Written problem: Repeat each entry in full, exactly.

Entries from a point annotation set:
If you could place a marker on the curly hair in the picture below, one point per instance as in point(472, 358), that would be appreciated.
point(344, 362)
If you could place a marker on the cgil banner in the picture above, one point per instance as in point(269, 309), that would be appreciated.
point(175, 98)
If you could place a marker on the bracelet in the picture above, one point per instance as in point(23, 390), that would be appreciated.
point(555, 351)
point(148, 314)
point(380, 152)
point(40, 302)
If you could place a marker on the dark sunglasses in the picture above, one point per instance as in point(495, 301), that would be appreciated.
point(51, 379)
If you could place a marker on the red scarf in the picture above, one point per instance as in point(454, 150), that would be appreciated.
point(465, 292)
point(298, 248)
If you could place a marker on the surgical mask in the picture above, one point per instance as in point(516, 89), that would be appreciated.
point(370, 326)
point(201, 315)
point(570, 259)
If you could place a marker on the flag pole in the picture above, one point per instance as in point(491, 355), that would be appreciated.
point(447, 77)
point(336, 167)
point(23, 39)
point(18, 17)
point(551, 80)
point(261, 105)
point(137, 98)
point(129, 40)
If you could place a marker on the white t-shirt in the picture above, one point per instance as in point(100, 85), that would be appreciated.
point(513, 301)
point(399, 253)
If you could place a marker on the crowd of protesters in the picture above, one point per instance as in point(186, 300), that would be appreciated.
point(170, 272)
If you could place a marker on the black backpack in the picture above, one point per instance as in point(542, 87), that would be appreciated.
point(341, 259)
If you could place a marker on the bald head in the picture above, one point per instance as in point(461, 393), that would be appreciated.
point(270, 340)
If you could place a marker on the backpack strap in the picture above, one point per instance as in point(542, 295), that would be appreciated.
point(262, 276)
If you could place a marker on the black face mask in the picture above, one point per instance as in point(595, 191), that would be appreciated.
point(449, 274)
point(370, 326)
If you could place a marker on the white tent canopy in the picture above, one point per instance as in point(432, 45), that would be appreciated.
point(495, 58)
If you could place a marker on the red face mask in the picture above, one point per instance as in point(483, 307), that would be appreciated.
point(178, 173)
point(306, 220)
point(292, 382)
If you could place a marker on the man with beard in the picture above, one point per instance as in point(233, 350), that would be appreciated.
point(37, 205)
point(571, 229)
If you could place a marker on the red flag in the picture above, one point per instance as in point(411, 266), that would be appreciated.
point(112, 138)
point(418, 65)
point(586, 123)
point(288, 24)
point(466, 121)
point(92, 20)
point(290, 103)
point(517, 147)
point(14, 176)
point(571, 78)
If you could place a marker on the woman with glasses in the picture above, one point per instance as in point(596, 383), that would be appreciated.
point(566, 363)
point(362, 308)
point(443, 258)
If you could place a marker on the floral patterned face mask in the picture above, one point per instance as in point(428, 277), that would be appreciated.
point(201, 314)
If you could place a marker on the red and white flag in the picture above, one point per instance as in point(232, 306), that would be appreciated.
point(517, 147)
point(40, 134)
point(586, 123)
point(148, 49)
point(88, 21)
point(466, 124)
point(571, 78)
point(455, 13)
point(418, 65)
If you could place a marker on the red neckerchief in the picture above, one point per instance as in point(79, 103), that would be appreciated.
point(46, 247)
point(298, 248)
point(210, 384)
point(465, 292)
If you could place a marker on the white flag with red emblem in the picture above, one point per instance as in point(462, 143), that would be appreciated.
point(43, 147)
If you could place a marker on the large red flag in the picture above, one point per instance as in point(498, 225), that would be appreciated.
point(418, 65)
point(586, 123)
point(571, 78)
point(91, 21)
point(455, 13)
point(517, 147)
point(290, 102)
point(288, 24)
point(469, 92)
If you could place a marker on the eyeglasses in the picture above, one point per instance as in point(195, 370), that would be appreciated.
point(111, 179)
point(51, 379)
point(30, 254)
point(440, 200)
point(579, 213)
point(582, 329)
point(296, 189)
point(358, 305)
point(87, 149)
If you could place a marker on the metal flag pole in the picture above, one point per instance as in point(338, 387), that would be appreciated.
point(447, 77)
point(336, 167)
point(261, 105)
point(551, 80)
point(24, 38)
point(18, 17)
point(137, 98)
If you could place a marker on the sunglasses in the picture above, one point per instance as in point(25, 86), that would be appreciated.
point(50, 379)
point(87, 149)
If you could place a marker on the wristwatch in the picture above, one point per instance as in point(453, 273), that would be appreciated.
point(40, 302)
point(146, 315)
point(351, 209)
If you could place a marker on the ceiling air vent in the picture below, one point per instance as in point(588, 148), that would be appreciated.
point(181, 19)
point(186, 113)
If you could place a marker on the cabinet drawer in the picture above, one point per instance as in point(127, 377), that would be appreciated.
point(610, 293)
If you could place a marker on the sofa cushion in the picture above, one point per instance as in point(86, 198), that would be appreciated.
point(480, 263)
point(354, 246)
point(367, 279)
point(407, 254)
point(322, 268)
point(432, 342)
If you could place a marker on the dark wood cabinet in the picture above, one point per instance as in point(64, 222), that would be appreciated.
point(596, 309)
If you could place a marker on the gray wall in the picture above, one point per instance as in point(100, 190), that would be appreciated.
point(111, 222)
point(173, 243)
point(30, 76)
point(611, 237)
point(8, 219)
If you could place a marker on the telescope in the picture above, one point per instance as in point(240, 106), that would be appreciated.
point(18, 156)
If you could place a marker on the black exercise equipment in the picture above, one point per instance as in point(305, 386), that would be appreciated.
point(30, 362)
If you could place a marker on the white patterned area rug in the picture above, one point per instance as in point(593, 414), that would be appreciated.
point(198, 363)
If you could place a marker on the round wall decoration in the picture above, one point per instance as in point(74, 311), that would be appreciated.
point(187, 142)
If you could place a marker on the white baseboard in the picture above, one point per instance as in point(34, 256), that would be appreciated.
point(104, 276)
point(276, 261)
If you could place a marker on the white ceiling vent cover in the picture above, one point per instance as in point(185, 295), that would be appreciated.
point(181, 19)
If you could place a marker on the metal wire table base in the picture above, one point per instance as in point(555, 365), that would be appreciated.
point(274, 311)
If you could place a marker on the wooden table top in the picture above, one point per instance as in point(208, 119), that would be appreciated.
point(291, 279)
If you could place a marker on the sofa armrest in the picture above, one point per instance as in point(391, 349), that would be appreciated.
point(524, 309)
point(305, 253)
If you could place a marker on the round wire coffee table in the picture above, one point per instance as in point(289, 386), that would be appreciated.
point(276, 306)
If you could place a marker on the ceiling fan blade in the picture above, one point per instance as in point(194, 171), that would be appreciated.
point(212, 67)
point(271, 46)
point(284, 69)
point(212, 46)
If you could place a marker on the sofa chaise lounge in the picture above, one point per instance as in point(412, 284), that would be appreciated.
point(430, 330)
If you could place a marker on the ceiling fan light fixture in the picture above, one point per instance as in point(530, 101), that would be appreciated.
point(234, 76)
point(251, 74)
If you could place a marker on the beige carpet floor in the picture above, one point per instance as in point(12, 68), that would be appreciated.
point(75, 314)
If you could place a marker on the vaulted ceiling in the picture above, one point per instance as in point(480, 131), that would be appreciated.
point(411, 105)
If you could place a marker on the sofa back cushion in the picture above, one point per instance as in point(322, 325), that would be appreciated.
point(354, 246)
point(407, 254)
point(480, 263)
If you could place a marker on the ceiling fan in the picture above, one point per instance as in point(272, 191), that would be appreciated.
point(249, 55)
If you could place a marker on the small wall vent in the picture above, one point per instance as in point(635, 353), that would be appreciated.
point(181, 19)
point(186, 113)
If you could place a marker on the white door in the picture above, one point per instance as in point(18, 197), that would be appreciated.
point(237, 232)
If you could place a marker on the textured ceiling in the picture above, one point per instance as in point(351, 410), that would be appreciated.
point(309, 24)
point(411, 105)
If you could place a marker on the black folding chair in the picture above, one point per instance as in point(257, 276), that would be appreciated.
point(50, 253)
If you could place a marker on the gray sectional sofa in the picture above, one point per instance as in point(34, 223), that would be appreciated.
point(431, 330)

Solution to this exercise:
If you could place a marker on the curly hair in the picture below, one point per instance as in point(472, 358), that would be appreciated.
point(344, 362)
If you could place a marker on the cgil banner in the picture above, one point per instance as in point(269, 309), that would be appreciated.
point(175, 98)
If you could place a marker on the bracelet in the picture above, one point per instance as in point(23, 390), that would be appreciated.
point(555, 351)
point(148, 314)
point(380, 152)
point(40, 302)
If you could place a marker on the dark sunglasses in the picture above, one point per instance as in point(495, 301), that would be appreciated.
point(51, 379)
If you could place a marker on the red scarf in the picture above, one point per instance as in point(454, 150), that would be appreciated.
point(465, 292)
point(298, 248)
If you could place a marker on the surgical mask in the picture above, one point per instance as in point(516, 89), that would be appreciated.
point(370, 326)
point(201, 315)
point(570, 259)
If you could place a marker on the flag pole in the picture above, one point per instance as in point(491, 355), that would be appreciated.
point(447, 77)
point(336, 167)
point(23, 39)
point(18, 17)
point(551, 80)
point(261, 105)
point(137, 98)
point(129, 40)
If you could place a marker on the white t-shirt in the picture above, one point per instance as in point(100, 85), that would be appreciated.
point(513, 301)
point(399, 253)
If you could place a marker on the crowd of protesters in the picture above, one point per instance as in point(186, 300), that would be appreciated.
point(170, 272)
If you could place a marker on the black backpack in the picture above, one point per instance as in point(542, 87), that would be appreciated.
point(341, 259)
If you could place a marker on the bald head in the picture above, one point per instance as in point(461, 393), that would be appreciated.
point(270, 340)
If you could place a marker on the backpack strap in the picture above, one point per instance as in point(542, 295), that would be appreciated.
point(262, 276)
If you could place a marker on the black face mask in the picture above, one point per instance as in point(595, 191), that would be appreciated.
point(449, 274)
point(370, 326)
If you could place a marker on the white tent canopy in the picture above, one point per instance as in point(432, 45), that would be appreciated.
point(495, 58)
If you could place a marker on the red face mask in the picture above, one point per instance as in point(483, 307), that would be appreciated.
point(178, 173)
point(306, 220)
point(292, 382)
If you could place a marker on the man with beard in the picture above, one point per instance as in point(233, 350), that would be appreciated.
point(37, 205)
point(571, 229)
If you could place a marker on the red flag in the picture above, one point per instance as in point(411, 266), that would be appreciated.
point(112, 138)
point(418, 65)
point(586, 123)
point(288, 24)
point(466, 121)
point(92, 20)
point(290, 103)
point(517, 147)
point(14, 176)
point(571, 78)
If you could place a marker on the woman with glasses in the picture above, one point per instance as in point(596, 383), that would be appreciated.
point(566, 363)
point(362, 308)
point(443, 258)
If you could place a marker on the floral patterned face mask in the picture above, one point per instance as in point(428, 277), that would be appreciated.
point(201, 314)
If you could place a marker on the red and white flag in the picture above, one point per instance as in point(232, 306), that would be appreciated.
point(517, 147)
point(40, 134)
point(586, 123)
point(148, 49)
point(88, 21)
point(466, 124)
point(571, 78)
point(455, 13)
point(418, 65)
If you could place a marker on the red neckerchief in the picture above, one point per instance as in point(79, 103), that would be appreciated.
point(46, 247)
point(298, 248)
point(210, 384)
point(465, 292)
If you could place a marker on the white flag with red emblem in the picture above, one point per instance as in point(462, 143), that would be appreciated.
point(43, 147)
If you could place a marker on the large red flag in the picture above, one point per instance as in point(498, 225), that would be appreciated.
point(418, 65)
point(586, 123)
point(571, 78)
point(91, 21)
point(455, 13)
point(517, 147)
point(290, 102)
point(288, 24)
point(469, 92)
If you could place a marker on the eyeglasses in the picture above, one point per instance as in point(195, 370), that would be appreciated.
point(111, 179)
point(51, 379)
point(30, 254)
point(440, 200)
point(579, 213)
point(582, 329)
point(296, 189)
point(358, 305)
point(87, 149)
If you could place a marker on the metal flag pole in the picture above, one point per instance as in point(338, 387), that would be appreciated.
point(447, 77)
point(336, 167)
point(261, 105)
point(551, 80)
point(24, 38)
point(18, 17)
point(137, 98)
If you could place a marker on the sunglasses in the picture above, one point per instance as in point(25, 86), that would be appreciated.
point(50, 379)
point(87, 149)
If you could place a marker on the wristwatch in the picture above, one point per instance as in point(453, 273), that would be appreciated.
point(40, 302)
point(146, 315)
point(351, 209)
If you could place a marker on the ceiling air vent in the picture below, one point per instance as in point(588, 148), that would be appreciated.
point(181, 19)
point(186, 113)
If you could place a marker on the cabinet drawer in the picture above, one point per instance as in point(127, 377), that would be appreciated.
point(610, 293)
If you could place a marker on the sofa cushion in the picture above, one point per instance as in point(86, 198), that would be appreciated.
point(480, 263)
point(354, 246)
point(367, 279)
point(407, 254)
point(322, 268)
point(432, 342)
If you could place a marker on the dark wood cabinet in the picture above, one point per instance as in point(64, 222), that would be appreciated.
point(596, 309)
If you could place a marker on the gray wall in the picture above, one point per instance as in point(100, 190), that would be appreciated.
point(111, 222)
point(173, 243)
point(30, 76)
point(611, 237)
point(8, 219)
If you could place a marker on the telescope in the picture above, one point per instance as in point(240, 106), that would be appreciated.
point(18, 156)
If you could place a marker on the black exercise equipment in the picture above, one point per instance as in point(305, 386), that would be appreciated.
point(30, 362)
If you could place a marker on the white patterned area rug in the picture above, one point per instance as in point(593, 414), that would be appreciated.
point(198, 363)
If you could place a marker on the round wall decoration in the picture above, one point per instance as in point(74, 311), that would be appreciated.
point(187, 142)
If you could place a marker on the white baseboard in the picture above, one point per instance as in point(34, 256), that would be appreciated.
point(104, 276)
point(276, 261)
If you could place a marker on the white ceiling vent cover in the picture above, one point per instance as in point(185, 295), that would be appreciated.
point(181, 19)
If you could place a marker on the metal wire table base in the picture above, one point per instance as in point(555, 365), that would be appreciated.
point(274, 311)
If you could place a marker on the wooden table top in the picture above, one point per instance as in point(208, 119), that would be appreciated.
point(291, 279)
If you could place a marker on the sofa armrest in the picture above, one point per instance as in point(391, 349), that would be appreciated.
point(524, 309)
point(305, 253)
If you could place a marker on the round wire coffee table in the picture above, one point per instance as in point(289, 386), that would be appreciated.
point(276, 306)
If you could place a marker on the ceiling fan blade in the picture above, one point per instance as in point(194, 171), that would be appreciated.
point(212, 67)
point(271, 46)
point(284, 69)
point(212, 46)
If you could place a marker on the sofa chaise lounge in the picture above, one point per instance as in point(412, 284), that would be appreciated.
point(430, 330)
If you could place a marker on the ceiling fan light fixture in the picture above, one point per instance as in point(530, 101), that would be appreciated.
point(234, 76)
point(251, 74)
If you could place a marker on the beige carpet floor in the picture above, one point per instance as in point(12, 68), that would be appreciated.
point(75, 314)
If you could place a marker on the vaulted ceiling in the picture above, one point per instance as in point(480, 131), that would be appreciated.
point(411, 105)
If you could place a marker on the sofa back cushion in the picture above, one point per instance as in point(322, 325), that would be appreciated.
point(354, 246)
point(407, 254)
point(480, 263)
If you could place a marker on the ceiling fan in the picture above, one point per instance as in point(272, 191), that would be appreciated.
point(249, 55)
If you could place a marker on the small wall vent in the picture above, one point per instance as in point(635, 353), that would be appreciated.
point(181, 19)
point(186, 113)
If you could place a marker on the white door in the picture above, one point per instance as in point(18, 197), that would be appreciated.
point(237, 232)
If you could place a marker on the textured ceiling in the picture above, one point per instance as in point(351, 410), that would be appreciated.
point(309, 24)
point(411, 105)
If you could place a marker on the black folding chair in the picture above, one point per instance as in point(257, 276), that would be appreciated.
point(50, 253)
If you could place a marker on the gray sectional sofa in the picture above, one point per instance as in point(34, 223), that would be appreciated.
point(431, 330)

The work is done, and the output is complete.